▸ WORK TASK: Beginning with the line that contains "note: M, L, Z" and concluding with the final line of the listing below, output each line exactly, and only those lines.

▸ DATA SHOWN:
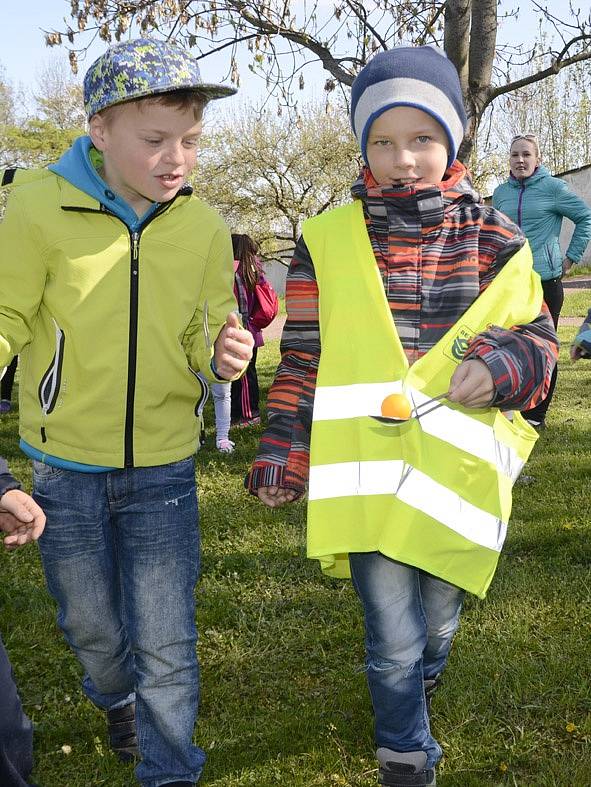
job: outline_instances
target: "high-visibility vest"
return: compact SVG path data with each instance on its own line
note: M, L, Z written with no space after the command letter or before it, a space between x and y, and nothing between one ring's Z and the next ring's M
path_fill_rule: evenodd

▸ ANSWER AREA:
note: M, L, Z written with no space after the command letter or before it, a space between x and y, and nothing between one ring's Z and the next ring's M
path_fill_rule: evenodd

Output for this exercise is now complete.